- SUPPLIED PASSAGE -
##########
Accordingly, there is a need for an apparatus or a method that can save time and costs and can quickly remove not only oil flowing to a shore, but also oil stuck to the shore due to an oil spill accident.

Hereafter, exemplary embodiments of the present disclosure are described in detail with reference to the accompanying drawings such that those skilled in the art can easily achieve the present disclosure.

Technologies well known in the art and not directly relevant to the present disclosure are not described in the following description of embodiments. This is for clearly communicating the subject of the present disclosure by omitting unnecessary description.

Similarly, some components are exaggerated or schematically shown in the drawings. Further, the sizes of components do not fully reflect the actual sizes. Same or corresponding components are given same reference numerals in the drawings.

FIG. 1 is a perspective view showing the configuration of a multifunctional recovery apparatus of shore adhesion oils according to an embodiment of the present disclosure.
##########
- DATA SEGMENT -

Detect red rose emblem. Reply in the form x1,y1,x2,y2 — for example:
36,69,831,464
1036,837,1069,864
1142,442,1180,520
##########
- WORK REQUIRED -
Repeat word for word the part of the shore oil recovery passage above that falls between "Accordingly, there is" and "achieve the present disclosure.", inclusive.

- TASK ANSWER -
Accordingly, there is a need for an apparatus or a method that can save time and costs and can quickly remove not only oil flowing to a shore, but also oil stuck to the shore due to an oil spill accident.

Hereafter, exemplary embodiments of the present disclosure are described in detail with reference to the accompanying drawings such that those skilled in the art can easily achieve the present disclosure.